▸ **Given task**:
According to the article on the Springtide Residences appeal ruling, how many apartments and villas make up the development?

▸ **Document segment**:
Court of Appeal Ruling: Cash Calls, Sinking Fund Beyond 10%, Differential rates and MC legal fees indemnity
The Court of Appeal’s decision in Yong Kein Sin & Anor v Perbadanan Pengurusan Springtide Residences and other appeals is said to be a landmark in Malaysian strata law. It examines vital questions about the powers of management corporations (MCs) under the Strata Management Act 2013 (SMA), regarding fundraising, sinking fund contributions, recovery of legal costs and the use of differential rates of maintenance charges. The case illustrates that MCs are strictly bound by the SMA and unable to expand their powers through bylaws or resolutions.
Case Background
Springtide Residences is a residential strata development comprising 74 apartments and 3 villas. Disputes arose between parcel owners and the MC over the maintenance charge and the scope of bylaws.
In 2013, the MC passed a bylaw allowing the MC to recover legal costs incurred in enforcing bylaws. In 2019, a claim was filed at the Strata Management Tribunal (SMT) to challenge the maintenance charge rate. The claim was dismissed as it was against the wrong parties. The parcel owner who filed the claim was asked to pay the legal fees (incurred by the MC to defend the claim) under the bylaw approved in 2013. The owner then challenged the validity of the bylaw in the High Court. The suit was dismissed by the court (ref 1).
Different rates were imposed on the apartment and villa owners. A suit was filed in the High Court to invalidate the differential rates and recover the shortfall from the villa owners. The suit was dismissed. The High Court decided that the claim was barred by res judicata, delay and acquiescence (ref 1).
In 2021, the MC passed a resolution to raise RM1.45 million from all owners for capital works. A suit was filed to challenge this resolution. Pending a court decision, the MC reclassified the cash call as a sinking fund contribution at an EGM in 2022. The High Court sided with the MC, upholding that the resolutions were valid under sections 51(2)(c,) (e), 59(1)(a), (c) and 61(3) of the SMA (ref 1).
Court of Appeal Ruling
The Court of Appeal overturned the earlier decisions, sending a clear message about the limits of MC powers. The key rulings were:
1. Legal Costs Cannot Be Recovered via Bylaw
The Court held that the MC’s bylaw requiring parcel owners to pay the MC’s legal expenses was invalid and unenforceable. The SMA does not empower MCs to pass such bylaws, and any attempt is ultra vires of Section 70(2) SMA 2013 (ref 1). Legal costs must be borne by the MC.
2. Differential Rates Not Allowed
The Court pointed out that using different rates for apartments and villas was unlawful. Different rates of charges under 60(3)(b) SMA 2013 can only be used if the parcels are used for significantly different purposes (ref 1 & 2).
The parcels in the development, whether apartments or villas, have the same use for residential purposes. Therefore, the apartments and villas in this case cannot be deemed to be used for “significantly different purposes”, in order to justify the different rates imposed by the MC under Section 60(3)(b) of the SMA (ref 2). This matter is pending an appeal in the Federal Court (ref 2).

▸ **Material shown**:
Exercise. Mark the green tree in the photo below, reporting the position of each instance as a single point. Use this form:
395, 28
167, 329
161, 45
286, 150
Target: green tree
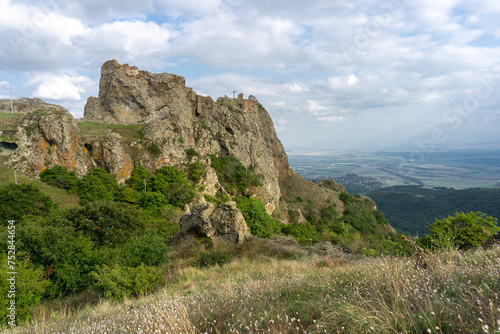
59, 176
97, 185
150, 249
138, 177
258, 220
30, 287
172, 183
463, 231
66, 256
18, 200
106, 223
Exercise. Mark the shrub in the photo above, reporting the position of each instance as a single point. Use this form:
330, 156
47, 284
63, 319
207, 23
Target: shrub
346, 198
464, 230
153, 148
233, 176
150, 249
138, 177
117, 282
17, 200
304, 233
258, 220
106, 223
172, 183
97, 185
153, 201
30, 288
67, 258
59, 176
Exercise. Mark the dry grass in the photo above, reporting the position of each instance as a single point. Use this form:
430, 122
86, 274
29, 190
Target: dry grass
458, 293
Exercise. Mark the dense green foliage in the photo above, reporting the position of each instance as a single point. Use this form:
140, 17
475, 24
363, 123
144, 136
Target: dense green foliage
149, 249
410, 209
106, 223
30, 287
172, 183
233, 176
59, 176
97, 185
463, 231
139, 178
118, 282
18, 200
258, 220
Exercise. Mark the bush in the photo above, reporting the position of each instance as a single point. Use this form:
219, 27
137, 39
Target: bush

▸ **Result below**:
74 apartments and 3 villas.